**Your goal**
Whenever a line in the records below contains "door", pick it out.

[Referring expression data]

[Start of Attachment]

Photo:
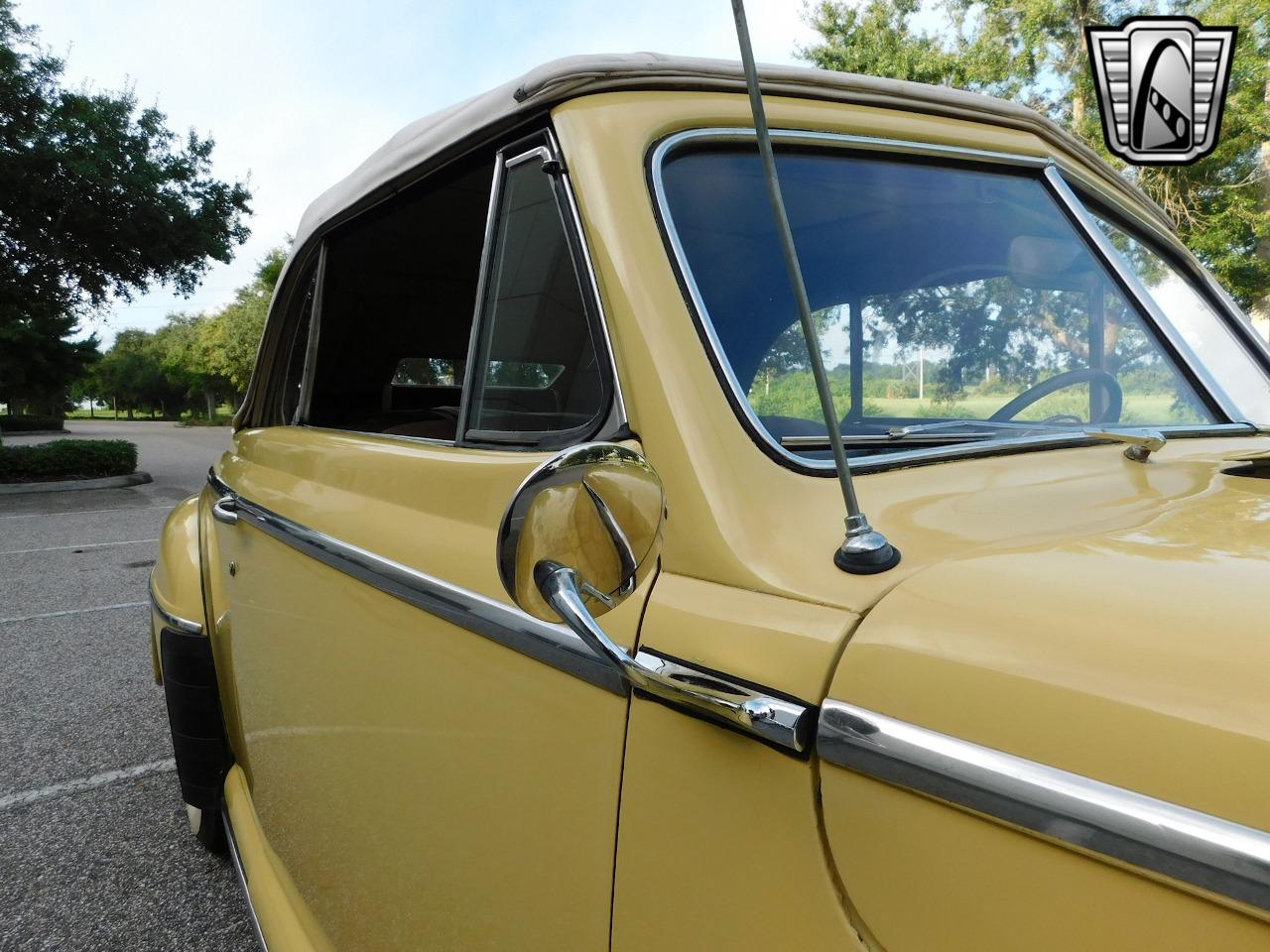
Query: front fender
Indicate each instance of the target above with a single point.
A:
(176, 583)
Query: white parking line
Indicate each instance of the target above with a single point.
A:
(82, 544)
(72, 611)
(82, 512)
(79, 784)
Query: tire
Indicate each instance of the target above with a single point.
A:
(197, 724)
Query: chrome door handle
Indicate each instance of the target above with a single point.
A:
(783, 722)
(225, 509)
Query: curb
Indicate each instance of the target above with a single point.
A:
(132, 479)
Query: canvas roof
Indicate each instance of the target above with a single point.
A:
(503, 107)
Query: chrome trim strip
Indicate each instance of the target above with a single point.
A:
(901, 457)
(592, 281)
(1142, 298)
(241, 878)
(310, 368)
(552, 644)
(1155, 835)
(172, 621)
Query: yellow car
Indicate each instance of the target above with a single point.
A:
(512, 621)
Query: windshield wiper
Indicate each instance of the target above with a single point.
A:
(942, 433)
(993, 426)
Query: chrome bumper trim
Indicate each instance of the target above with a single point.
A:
(552, 644)
(1155, 835)
(241, 878)
(168, 619)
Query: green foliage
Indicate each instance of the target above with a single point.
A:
(67, 458)
(30, 424)
(1034, 51)
(191, 361)
(98, 199)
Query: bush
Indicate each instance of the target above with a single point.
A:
(67, 458)
(26, 424)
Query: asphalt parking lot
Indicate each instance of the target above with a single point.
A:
(94, 848)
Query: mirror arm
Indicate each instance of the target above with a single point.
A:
(563, 590)
(785, 724)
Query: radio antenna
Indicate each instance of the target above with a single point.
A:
(864, 551)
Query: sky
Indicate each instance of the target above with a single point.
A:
(296, 93)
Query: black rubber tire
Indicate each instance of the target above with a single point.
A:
(197, 724)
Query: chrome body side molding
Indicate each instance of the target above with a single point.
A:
(1155, 835)
(783, 722)
(172, 621)
(241, 878)
(552, 644)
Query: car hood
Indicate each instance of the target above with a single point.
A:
(1133, 649)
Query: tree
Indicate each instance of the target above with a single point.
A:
(98, 200)
(232, 335)
(1034, 51)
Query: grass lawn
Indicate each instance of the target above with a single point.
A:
(140, 416)
(1138, 408)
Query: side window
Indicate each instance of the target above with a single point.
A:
(536, 379)
(397, 307)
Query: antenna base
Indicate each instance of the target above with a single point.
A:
(865, 551)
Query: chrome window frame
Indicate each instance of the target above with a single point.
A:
(612, 416)
(1056, 185)
(613, 420)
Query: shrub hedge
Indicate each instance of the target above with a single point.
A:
(26, 424)
(67, 458)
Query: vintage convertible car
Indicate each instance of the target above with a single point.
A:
(513, 621)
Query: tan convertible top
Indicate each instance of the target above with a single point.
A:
(454, 130)
(572, 76)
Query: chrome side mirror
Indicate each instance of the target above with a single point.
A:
(589, 520)
(583, 531)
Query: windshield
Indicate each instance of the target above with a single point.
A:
(943, 294)
(1197, 321)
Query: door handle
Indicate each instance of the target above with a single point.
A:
(225, 509)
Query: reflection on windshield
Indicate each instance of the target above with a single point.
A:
(940, 293)
(1199, 325)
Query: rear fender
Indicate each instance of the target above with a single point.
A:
(176, 583)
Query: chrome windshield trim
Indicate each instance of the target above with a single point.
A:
(881, 462)
(231, 841)
(172, 621)
(552, 644)
(1155, 835)
(901, 457)
(1142, 298)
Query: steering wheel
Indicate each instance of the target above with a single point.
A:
(1061, 381)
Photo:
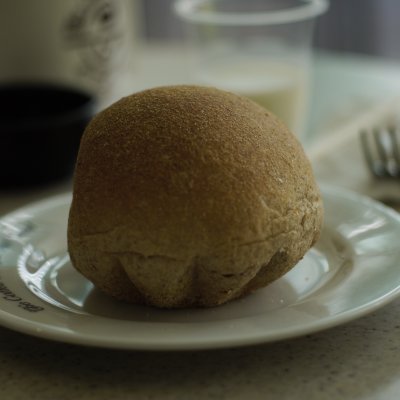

[End of Attachment]

**Solution to this exercise**
Query: chrome door handle
Query: door handle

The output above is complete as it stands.